**Exercise prompt:**
All lines of the data shown below should be output exactly as they stand.

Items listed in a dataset
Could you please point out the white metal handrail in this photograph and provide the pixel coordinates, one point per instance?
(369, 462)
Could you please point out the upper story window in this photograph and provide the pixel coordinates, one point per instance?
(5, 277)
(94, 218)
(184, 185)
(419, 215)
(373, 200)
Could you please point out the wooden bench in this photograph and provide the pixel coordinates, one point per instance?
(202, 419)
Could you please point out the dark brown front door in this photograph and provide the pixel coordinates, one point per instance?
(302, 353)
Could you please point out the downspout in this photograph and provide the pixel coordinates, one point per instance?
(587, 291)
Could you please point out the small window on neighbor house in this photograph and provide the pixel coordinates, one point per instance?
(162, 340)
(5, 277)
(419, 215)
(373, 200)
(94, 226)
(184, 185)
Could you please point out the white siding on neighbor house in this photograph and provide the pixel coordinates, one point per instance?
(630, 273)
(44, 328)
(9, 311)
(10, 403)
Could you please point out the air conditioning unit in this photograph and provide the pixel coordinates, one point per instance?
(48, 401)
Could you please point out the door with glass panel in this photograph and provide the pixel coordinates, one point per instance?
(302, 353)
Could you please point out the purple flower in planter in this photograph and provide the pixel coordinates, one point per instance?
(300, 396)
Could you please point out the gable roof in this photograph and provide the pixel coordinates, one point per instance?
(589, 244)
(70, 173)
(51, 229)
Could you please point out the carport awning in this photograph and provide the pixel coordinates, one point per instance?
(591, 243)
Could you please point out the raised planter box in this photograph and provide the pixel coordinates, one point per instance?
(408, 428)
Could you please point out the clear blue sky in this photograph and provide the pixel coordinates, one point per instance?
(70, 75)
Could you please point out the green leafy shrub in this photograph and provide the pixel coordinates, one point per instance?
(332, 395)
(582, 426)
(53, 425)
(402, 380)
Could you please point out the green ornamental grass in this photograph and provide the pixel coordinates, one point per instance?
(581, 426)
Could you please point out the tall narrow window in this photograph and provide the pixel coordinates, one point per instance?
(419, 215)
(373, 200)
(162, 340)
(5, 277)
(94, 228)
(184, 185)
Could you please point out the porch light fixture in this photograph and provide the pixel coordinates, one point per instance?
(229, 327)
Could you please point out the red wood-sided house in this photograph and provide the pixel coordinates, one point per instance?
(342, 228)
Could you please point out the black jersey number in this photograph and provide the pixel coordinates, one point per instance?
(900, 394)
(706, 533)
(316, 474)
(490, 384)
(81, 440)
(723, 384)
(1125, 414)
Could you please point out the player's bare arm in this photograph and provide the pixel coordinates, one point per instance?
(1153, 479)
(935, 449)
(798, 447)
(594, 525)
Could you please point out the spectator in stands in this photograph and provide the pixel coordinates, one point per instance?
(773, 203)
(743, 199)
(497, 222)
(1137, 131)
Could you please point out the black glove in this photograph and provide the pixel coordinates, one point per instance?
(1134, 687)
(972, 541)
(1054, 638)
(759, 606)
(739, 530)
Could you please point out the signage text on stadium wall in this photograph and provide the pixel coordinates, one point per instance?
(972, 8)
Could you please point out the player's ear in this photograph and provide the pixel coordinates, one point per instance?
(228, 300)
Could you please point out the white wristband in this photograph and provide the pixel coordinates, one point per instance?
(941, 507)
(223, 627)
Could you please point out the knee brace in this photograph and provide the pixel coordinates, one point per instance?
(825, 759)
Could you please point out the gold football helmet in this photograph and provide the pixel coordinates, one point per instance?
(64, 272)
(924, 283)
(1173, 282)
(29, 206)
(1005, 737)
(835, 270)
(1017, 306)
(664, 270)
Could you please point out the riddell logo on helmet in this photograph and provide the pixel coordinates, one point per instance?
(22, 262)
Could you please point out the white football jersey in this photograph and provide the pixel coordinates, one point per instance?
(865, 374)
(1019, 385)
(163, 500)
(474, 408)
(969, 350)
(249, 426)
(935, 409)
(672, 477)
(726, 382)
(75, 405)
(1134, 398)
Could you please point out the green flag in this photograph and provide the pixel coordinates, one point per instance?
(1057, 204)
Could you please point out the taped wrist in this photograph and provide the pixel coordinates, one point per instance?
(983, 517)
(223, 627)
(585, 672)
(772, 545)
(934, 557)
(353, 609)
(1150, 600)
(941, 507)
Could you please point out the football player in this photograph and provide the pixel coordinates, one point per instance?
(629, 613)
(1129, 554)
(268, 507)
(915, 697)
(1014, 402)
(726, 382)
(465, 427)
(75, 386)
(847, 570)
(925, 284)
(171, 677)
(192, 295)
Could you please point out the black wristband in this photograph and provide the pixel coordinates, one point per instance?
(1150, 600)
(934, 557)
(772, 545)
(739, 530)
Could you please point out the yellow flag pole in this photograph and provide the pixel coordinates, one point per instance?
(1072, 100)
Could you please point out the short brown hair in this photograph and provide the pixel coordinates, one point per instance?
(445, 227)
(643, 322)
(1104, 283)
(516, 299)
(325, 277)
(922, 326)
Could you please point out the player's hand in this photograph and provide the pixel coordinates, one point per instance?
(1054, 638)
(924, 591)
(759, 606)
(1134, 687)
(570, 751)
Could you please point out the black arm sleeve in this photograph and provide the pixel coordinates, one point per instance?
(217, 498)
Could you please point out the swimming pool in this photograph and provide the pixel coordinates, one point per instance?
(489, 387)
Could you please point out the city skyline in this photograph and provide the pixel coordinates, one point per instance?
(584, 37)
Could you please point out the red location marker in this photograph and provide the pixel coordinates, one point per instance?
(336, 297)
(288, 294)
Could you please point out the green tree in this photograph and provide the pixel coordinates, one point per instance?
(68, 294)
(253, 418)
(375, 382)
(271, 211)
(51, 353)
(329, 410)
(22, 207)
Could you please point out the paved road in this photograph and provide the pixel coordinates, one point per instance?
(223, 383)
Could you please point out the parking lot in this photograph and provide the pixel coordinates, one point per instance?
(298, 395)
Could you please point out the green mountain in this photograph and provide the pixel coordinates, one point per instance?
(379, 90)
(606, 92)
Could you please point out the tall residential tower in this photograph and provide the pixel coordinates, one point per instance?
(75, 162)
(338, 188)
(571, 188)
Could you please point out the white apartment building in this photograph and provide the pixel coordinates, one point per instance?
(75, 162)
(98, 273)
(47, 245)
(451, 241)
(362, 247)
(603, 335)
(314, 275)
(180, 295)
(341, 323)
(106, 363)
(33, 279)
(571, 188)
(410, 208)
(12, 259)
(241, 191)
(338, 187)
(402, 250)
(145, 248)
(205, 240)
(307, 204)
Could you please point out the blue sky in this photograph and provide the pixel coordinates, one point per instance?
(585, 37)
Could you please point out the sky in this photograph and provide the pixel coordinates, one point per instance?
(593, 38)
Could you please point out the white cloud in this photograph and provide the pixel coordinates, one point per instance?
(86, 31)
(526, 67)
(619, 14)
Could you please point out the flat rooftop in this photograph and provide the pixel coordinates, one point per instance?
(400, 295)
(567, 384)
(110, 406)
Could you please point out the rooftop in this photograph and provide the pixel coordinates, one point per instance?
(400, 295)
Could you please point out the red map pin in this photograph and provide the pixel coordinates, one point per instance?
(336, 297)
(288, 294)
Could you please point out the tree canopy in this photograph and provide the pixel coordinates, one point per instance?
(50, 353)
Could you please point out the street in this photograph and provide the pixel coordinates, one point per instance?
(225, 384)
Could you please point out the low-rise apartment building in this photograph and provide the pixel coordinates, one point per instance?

**Answer to the problem:**
Could you please point out the white metal handrail in this photograph and provide the pixel coordinates, one point per instance?
(369, 462)
Could you please point out the upper story window in this photograph and provide the pixel coordinates, one point per instance?
(5, 277)
(94, 218)
(184, 185)
(419, 215)
(373, 200)
Could you please point out the wooden bench in this photograph and provide the pixel coordinates, one point per instance?
(202, 419)
Could you please point out the dark brown front door in this photograph and provide the pixel coordinates, one point per instance?
(302, 353)
Could you please point out the downspout in this photograph and provide the pixel coordinates, one point per instance?
(587, 291)
Could you please point out the small window on neighbor house in this photograph and provide the pixel coordinates, one point per instance?
(162, 340)
(5, 277)
(419, 215)
(373, 200)
(94, 226)
(184, 185)
Could you please point out the white siding on neighbor house in this photograph and provide the pixel coordinates, one point per instance?
(630, 273)
(44, 328)
(9, 311)
(10, 403)
Could you please point out the air conditioning unit in this photograph and provide the pixel coordinates, one point per instance?
(48, 401)
Could you please point out the door with glass panel in this photograph and provide the pixel coordinates, one point per instance?
(302, 353)
Could you please point out the purple flower in planter in this photograph and provide the pixel coordinates, one point per instance?
(300, 396)
Could you please point out the gable roof in this photograph and provide the pixel coordinates, one point per instance?
(589, 244)
(70, 173)
(51, 229)
Could you please point out the carport awning in this photograph and provide the pixel coordinates, one point per instance?
(591, 243)
Could you please point out the raised planter box in this photograph and provide the pixel coordinates, one point per instance?
(408, 428)
Could you please point out the clear blue sky in this photograph and provide the pixel coordinates, one point per instance?
(70, 75)
Could you please point out the green leafy shrub in this photograph and provide the pixel coordinates, one point per instance?
(332, 395)
(582, 426)
(53, 425)
(402, 380)
Could you please point out the green ornamental grass in this photograph and provide the pixel coordinates, one point per instance?
(581, 426)
Could you please point out the tall narrow window in this photograph and provide the pixel coordinates, one point per instance?
(419, 215)
(373, 200)
(162, 340)
(5, 277)
(94, 228)
(184, 185)
Could you please point out the porch light fixture in this photograph and provide the pixel coordinates, one point per instance?
(229, 327)
Could you please point out the red wood-sided house in this photograph and provide the pixel coordinates, one point per instance?
(342, 228)
Could you please point out the black jersey number in this photograph and provide the pixel coordinates, one point per instance?
(900, 394)
(706, 533)
(316, 474)
(490, 384)
(81, 440)
(723, 384)
(1125, 414)
Could you please point out the player's bare arm in this photograph and provide the pixel coordinates, one point per instance?
(1153, 479)
(935, 449)
(798, 447)
(594, 525)
Could you please point out the spectator in stands in this photograph and provide the pixel coordinates, one point per instance?
(773, 203)
(743, 199)
(497, 222)
(1137, 131)
Could you please point out the black glove in this photograph and provide the pixel coordinates, one point per instance?
(1134, 687)
(972, 541)
(1054, 638)
(759, 606)
(739, 530)
Could you please point out the signage text on stadium wall in this photograph and provide the pixel coordinates, one point per instance?
(972, 8)
Could you please point out the player's ear in this photograph and provide the pixel coordinates, one point per instance?
(228, 300)
Could you please point out the white wristband in this photograph and provide the pixel coordinates, one point per instance?
(941, 507)
(223, 627)
Could you please point out the knee brace in this photograph and provide the pixel coordinates, one point per instance?
(825, 759)
Could you please point out the gold football helmet in this photograph and provide the pixel coordinates, one point per instance?
(64, 272)
(924, 283)
(1173, 282)
(29, 206)
(1005, 737)
(835, 270)
(1017, 306)
(664, 270)
Could you please point out the riddell logo on helmet in this photograph and provide the pixel coordinates, one point per instance?
(22, 262)
Could you please point out the white football jersey in this photograph and provide the pixel coordinates, one point per instance?
(865, 374)
(1019, 385)
(163, 500)
(474, 408)
(969, 350)
(249, 426)
(935, 409)
(672, 477)
(726, 382)
(75, 405)
(1134, 398)
Could you please point out the green flag in this photograph and provide the pixel coordinates, one point per instance?
(1057, 204)
Could you please point out the taped wrist in this photograph and provide the pixel coordinates, one point per instance?
(983, 517)
(223, 627)
(585, 672)
(772, 545)
(934, 557)
(353, 609)
(1150, 600)
(941, 507)
Could you please point out the football player in this photograph and provide the pixel coordinates, one point per instance?
(629, 613)
(1129, 554)
(268, 507)
(915, 697)
(1014, 402)
(726, 382)
(465, 427)
(75, 386)
(847, 570)
(925, 284)
(171, 677)
(192, 295)
Could you please point out the black wristband in this photograph and provide the pixel coordinates, one point per instance?
(1150, 600)
(934, 557)
(772, 545)
(739, 530)
Could you please point out the yellow flag pole in this photograph and provide the pixel coordinates, one point per instance?
(1072, 100)
Could you please point out the short brown hair in this photograph and provide the pixel coordinates, one point per instance?
(445, 227)
(643, 322)
(1104, 283)
(516, 299)
(325, 277)
(922, 326)
Could you please point out the player's hand in this photograph and provide the pixel coordinates, one point per instance?
(1054, 638)
(924, 591)
(759, 606)
(1134, 687)
(570, 751)
Could you please point out the black arm sleeve in this photograph and provide the pixel coordinates, one point per instance?
(217, 498)
Could you please point out the swimming pool in this photograph and provide the pixel coordinates, one point per instance?
(489, 387)
Could you please point out the city skyline in this photograph and provide the pixel coordinates, one point per instance?
(584, 37)
Could you please point out the red location marker in this photograph and provide the pixel coordinates, one point per instance?
(336, 297)
(288, 294)
Could you please point out the green tree in this photograph and provide the pixel coordinates, one point per instance?
(68, 294)
(253, 418)
(375, 382)
(271, 211)
(51, 353)
(329, 410)
(22, 207)
Could you please point out the paved road in this photograph and provide the pixel coordinates, one point per instance?
(223, 383)
Could you please point out the parking lot in this photograph and provide the pixel coordinates, one point per instance?
(298, 395)
Could you please point out the green mountain in this photograph and provide the pixel coordinates, one point per instance?
(379, 90)
(606, 92)
Could you please point out the tall residential tower in this photograph and provide the pixel coordinates, one point per instance?
(75, 162)
(338, 188)
(571, 188)
Could you please point out the white apartment building in this photograph and provide the pixel coordinates, one point per instance?
(75, 162)
(98, 273)
(47, 245)
(451, 241)
(362, 247)
(603, 335)
(314, 275)
(180, 295)
(341, 323)
(106, 363)
(33, 279)
(571, 188)
(410, 208)
(12, 259)
(241, 191)
(338, 187)
(402, 250)
(145, 248)
(205, 240)
(307, 204)
Could you please point out the blue sky in this photograph and provide the pixel coordinates, one point per instance?
(585, 37)
Could you please point out the sky in this photograph and provide the pixel coordinates, one point per instance?
(593, 38)
Could you please point out the white cloud in this photograph and provide the pixel coordinates, one point per instance?
(86, 31)
(526, 67)
(619, 14)
Could you please point out the flat rooftop in this photograph and provide the pixel coordinates, one point per instance?
(400, 295)
(567, 384)
(110, 406)
Could you please point out the rooftop in this photograph and provide the pixel coordinates, one point per instance?
(400, 295)
Could you please point out the red map pin in this photograph and provide the pixel coordinates, one point per instance?
(336, 297)
(288, 294)
Could you please point out the tree canopy in this photograph and provide the pixel coordinates, one point per instance?
(50, 353)
Could you please point out the street in this photograph and provide the pixel coordinates, one point per instance?
(225, 384)
Could you please point out the low-rise apartment building in this photograph and provide the pixel coordinates, one point per instance?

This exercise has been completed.